*** Opening of Document section ***
Autumn is one of the best times of year to come and view the aspen woodland on the east shore of Loch Kinord. The trees make an impressive sight as their trembling leaves turn a brilliant yellow, contrasting wonderfully with the wintery grey skies which we are experiencing.
The aspen woodland here is one of the biggest in Scotland. Although important in itself, the woodland provides habitat for many other species such as the aspen hover fly and aspen bristle moss. The bristle moss, a Red Data Book species, was once thought to be extinct in Scotland. It is only found in two other locations, in much smaller numbers. The aspen hoverfly is one of several rare fly species which depend on dead aspen wood as the fly larvae live under the rotting bark and feed on bacteria from the decaying sap.
*** Close of Document section ***
— Work instruction 1 —
Answer these questions using the text on the Loch Kinord aspen woodland:
(a) On which shore of Loch Kinord does the aspen woodland grow?
(b) What color do the aspen leaves turn in autumn?
(c) What do the larvae of the aspen hoverfly feed on?
— Work instruction 2 —
Summarize the text on the Loch Kinord aspen woodland in two sentences.
— Work instruction 3 —
Extend the text on the Loch Kinord aspen woodland, continuing from its final sentence.
*** Opening of Information shown ***
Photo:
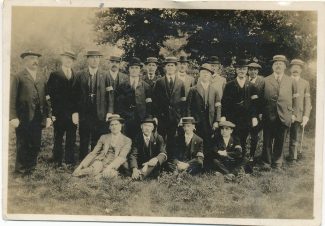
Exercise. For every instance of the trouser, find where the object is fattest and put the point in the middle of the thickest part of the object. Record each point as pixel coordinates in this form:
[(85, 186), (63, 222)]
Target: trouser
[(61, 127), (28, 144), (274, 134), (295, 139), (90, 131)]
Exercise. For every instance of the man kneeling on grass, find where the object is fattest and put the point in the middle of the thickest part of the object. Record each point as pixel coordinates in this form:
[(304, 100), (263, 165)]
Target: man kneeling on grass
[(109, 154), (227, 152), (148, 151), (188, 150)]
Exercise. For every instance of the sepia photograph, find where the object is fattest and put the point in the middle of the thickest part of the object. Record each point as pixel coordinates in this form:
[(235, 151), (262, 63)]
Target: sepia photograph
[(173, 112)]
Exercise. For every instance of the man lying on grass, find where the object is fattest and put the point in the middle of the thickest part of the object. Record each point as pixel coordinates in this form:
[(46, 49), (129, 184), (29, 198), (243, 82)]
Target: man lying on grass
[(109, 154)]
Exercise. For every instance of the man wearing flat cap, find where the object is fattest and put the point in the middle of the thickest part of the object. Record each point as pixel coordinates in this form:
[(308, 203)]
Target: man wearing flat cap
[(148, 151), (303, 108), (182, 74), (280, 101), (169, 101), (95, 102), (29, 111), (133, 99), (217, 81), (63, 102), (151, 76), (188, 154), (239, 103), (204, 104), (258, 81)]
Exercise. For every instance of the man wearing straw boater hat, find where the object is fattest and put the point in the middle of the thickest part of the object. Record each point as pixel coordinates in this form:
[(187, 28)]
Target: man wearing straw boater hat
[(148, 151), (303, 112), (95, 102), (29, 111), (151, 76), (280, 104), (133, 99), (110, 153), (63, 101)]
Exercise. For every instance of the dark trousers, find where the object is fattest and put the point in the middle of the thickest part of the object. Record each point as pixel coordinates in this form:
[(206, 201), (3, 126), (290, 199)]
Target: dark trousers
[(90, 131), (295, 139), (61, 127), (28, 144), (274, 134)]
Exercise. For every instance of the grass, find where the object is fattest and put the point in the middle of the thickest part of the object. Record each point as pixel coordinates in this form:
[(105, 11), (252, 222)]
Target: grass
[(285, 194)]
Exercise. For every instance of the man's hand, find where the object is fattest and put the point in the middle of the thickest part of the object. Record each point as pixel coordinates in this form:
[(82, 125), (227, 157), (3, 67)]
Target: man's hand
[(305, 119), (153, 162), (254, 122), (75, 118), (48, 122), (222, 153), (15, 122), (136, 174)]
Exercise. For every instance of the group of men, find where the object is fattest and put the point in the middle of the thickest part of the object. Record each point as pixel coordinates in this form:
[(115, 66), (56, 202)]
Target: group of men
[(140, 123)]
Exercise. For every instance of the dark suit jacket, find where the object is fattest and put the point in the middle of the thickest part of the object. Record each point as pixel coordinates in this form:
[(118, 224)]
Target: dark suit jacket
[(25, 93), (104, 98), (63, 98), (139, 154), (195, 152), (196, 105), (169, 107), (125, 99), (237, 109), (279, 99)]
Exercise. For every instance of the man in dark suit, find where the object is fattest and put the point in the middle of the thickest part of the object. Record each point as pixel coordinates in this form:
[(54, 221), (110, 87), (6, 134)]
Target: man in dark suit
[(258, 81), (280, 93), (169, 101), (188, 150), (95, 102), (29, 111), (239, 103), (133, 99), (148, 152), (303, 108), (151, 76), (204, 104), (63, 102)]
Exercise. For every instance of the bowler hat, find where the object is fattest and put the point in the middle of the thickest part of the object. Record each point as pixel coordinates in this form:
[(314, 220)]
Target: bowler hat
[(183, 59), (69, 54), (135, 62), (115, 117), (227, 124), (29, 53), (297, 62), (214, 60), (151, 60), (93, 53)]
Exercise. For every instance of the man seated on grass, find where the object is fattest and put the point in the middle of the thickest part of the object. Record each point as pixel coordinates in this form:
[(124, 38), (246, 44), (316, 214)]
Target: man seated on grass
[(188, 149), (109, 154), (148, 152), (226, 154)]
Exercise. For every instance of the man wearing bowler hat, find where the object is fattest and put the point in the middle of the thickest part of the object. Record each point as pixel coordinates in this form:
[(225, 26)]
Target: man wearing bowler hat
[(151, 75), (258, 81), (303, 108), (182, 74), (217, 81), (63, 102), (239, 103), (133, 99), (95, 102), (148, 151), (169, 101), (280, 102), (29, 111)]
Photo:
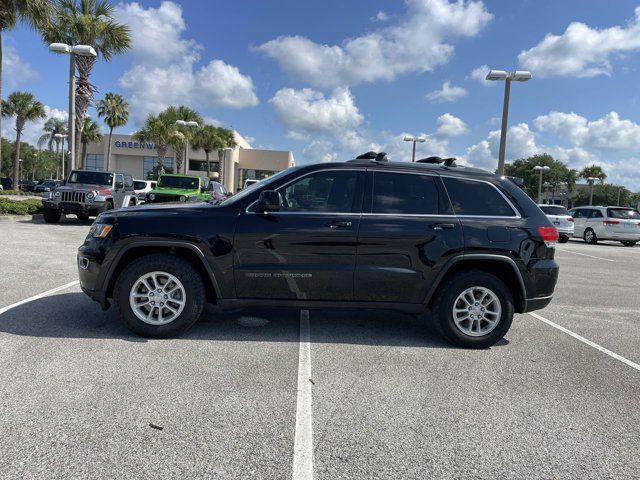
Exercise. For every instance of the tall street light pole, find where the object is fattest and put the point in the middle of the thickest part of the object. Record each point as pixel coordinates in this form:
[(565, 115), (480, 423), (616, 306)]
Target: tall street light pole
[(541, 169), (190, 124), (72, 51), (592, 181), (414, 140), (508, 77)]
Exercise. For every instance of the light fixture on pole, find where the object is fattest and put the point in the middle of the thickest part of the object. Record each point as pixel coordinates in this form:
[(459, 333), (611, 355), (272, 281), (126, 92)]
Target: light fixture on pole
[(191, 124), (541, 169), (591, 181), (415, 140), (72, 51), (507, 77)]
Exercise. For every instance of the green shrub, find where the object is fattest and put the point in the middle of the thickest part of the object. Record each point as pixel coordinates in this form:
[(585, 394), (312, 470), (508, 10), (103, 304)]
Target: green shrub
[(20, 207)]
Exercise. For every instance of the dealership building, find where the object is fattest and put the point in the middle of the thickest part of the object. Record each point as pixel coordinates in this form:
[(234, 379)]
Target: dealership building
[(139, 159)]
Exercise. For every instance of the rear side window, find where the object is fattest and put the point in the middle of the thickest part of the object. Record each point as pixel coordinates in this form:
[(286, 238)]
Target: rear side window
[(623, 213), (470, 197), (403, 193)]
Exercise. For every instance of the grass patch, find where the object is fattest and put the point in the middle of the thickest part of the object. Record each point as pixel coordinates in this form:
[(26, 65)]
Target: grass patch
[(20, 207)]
*** Close of Information shown ***
— Written reply 1 —
(a) The east shore.
(b) Brilliant yellow.
(c) Bacteria from the decaying sap.

— Written reply 2 —
The aspen woodland on the east shore of Loch Kinord, one of the biggest in Scotland, is an impressive sight in autumn when its leaves turn a brilliant yellow. It provides habitat for other species, including the aspen bristle moss, once thought to be extinct in Scotland, and the aspen hoverfly, whose larvae live under the rotting bark of dead aspen wood.

— Written reply 3 —
Aspen leaves are borne on long, laterally flattened stalks and so catch easily on the wind. It is this property which gives aspen its characteristic trembling appearance, and its Latin name Populus tremula.
The trembling leaves are also the inspiration for the folklore surrounding aspen. Early Scots believed it was a magical tree, perhaps because the rustling leaves sound like the whispering of spirits. In the Highlands it was considered a taboo to use the wood in the making of agricultural or fishing implements. In Christianity it is seen as a tree of mourning and sadness. Apparently aspen was used to make the crucifix which Jesus was hanged on so the tree shivers in shame.